TO DO
Copy out each line featuring the string "BATCH" from the entries beneath.

──────

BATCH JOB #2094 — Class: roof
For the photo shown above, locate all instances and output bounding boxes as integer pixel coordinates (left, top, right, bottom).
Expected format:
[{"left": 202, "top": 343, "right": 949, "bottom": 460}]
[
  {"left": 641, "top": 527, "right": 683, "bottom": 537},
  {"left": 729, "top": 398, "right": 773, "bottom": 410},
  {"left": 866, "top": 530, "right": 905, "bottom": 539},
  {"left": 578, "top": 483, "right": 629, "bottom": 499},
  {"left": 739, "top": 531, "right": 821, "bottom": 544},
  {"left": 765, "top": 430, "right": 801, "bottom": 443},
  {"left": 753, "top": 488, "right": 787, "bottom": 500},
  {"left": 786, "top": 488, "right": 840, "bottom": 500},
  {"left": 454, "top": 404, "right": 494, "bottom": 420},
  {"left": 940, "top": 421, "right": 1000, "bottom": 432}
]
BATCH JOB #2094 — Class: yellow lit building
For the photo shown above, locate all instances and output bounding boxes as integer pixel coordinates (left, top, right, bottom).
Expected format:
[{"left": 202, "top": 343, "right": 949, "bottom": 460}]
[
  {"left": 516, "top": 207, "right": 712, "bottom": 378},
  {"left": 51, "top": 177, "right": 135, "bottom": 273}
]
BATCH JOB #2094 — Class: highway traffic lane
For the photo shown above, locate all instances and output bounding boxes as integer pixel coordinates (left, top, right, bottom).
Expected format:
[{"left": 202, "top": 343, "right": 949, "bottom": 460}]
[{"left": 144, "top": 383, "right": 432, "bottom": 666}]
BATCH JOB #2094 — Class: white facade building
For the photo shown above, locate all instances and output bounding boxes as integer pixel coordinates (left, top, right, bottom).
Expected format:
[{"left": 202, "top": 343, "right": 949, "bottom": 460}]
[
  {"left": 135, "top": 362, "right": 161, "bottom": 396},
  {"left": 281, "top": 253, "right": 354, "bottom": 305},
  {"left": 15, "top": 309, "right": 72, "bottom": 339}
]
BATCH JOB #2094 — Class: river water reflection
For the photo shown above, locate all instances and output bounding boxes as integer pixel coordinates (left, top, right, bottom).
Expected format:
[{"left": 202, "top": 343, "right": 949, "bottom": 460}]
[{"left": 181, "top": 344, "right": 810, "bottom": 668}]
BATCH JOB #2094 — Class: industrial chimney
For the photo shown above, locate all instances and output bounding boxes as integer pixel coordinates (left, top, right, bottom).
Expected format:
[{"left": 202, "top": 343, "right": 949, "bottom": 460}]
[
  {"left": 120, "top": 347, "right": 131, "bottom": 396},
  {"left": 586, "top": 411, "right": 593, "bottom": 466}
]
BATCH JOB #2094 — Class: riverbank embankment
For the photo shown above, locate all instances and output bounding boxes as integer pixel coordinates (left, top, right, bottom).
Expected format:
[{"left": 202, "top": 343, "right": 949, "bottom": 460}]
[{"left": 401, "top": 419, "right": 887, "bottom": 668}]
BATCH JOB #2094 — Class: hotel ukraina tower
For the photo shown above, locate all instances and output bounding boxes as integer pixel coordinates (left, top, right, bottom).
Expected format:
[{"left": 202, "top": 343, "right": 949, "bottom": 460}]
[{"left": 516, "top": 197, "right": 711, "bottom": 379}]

──────

FINAL ANSWER
BATCH JOB #2094 — Class: roof
BATCH JOB #2094 — Class: yellow lit building
BATCH JOB #2094 — Class: highway traffic lane
BATCH JOB #2094 — Class: white facade building
BATCH JOB #2094 — Class: river water reflection
BATCH JOB #2094 — Class: industrial chimney
BATCH JOB #2094 — Class: riverbank embankment
BATCH JOB #2094 — Class: hotel ukraina tower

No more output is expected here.